- EXERCISE GOAL:
Return each line of the listing below that contains the string "young", copied in full. Matching is case-sensitive.

- SUPPLIED RECORDS:
◆ ◆ ◆ ◆ ◆

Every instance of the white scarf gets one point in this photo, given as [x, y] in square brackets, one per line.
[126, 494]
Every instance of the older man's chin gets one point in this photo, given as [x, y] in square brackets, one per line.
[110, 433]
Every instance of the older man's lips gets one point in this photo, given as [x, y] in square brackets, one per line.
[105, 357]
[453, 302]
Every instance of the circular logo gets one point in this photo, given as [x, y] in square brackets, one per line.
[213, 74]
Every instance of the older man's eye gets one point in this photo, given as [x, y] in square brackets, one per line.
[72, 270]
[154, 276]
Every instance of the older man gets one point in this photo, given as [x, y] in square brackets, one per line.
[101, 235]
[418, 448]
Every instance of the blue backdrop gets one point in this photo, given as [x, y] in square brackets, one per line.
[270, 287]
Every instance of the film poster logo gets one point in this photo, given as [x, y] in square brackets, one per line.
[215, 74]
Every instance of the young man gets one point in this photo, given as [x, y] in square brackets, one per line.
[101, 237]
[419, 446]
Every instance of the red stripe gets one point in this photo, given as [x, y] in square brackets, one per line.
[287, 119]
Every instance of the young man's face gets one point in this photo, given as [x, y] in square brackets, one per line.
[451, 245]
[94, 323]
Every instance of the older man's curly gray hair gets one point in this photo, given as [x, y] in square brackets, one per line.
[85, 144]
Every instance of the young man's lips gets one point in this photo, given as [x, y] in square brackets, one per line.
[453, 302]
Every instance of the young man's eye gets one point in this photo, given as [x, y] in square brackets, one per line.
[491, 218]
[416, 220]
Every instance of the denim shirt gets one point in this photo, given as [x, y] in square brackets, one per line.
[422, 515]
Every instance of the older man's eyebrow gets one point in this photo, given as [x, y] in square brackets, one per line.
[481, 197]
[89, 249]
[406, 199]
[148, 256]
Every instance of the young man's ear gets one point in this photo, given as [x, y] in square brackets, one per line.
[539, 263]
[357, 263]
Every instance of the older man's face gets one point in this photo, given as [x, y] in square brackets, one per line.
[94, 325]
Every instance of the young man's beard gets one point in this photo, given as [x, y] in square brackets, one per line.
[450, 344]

◆ ◆ ◆ ◆ ◆

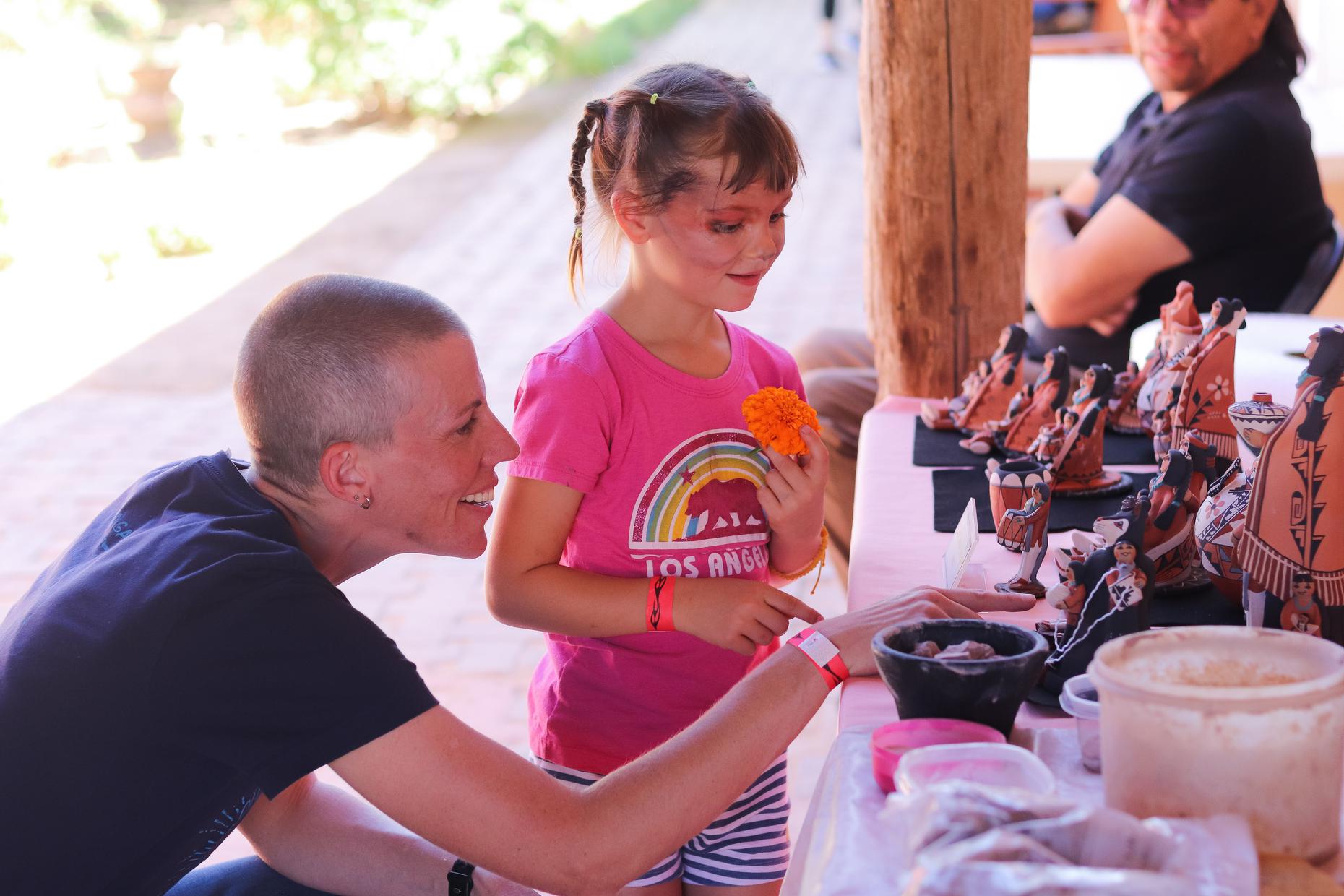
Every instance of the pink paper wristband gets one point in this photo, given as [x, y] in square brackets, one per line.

◆ ◆ ◆ ◆ ◆

- REPLY:
Every instance of the young man gets one point in this photo, given as [x, y] in square brackets, one per line.
Every instance of the young man's face gets one point in this photo, given as [x, y] in square brackets, one per line.
Every instance of the young man's lips gets one point in this photo, given as [x, y] in square brackets, one per line.
Every instance of the young man's eye gets one point in this photo, given as [x, y] in square brackets, one per line.
Every instance of the young man's ear gets one point in this photo, given as [x, y] in square brackets, one per line.
Every instance of the young man's beard gets one point in this photo, given as [x, y] in square brackets, one per line.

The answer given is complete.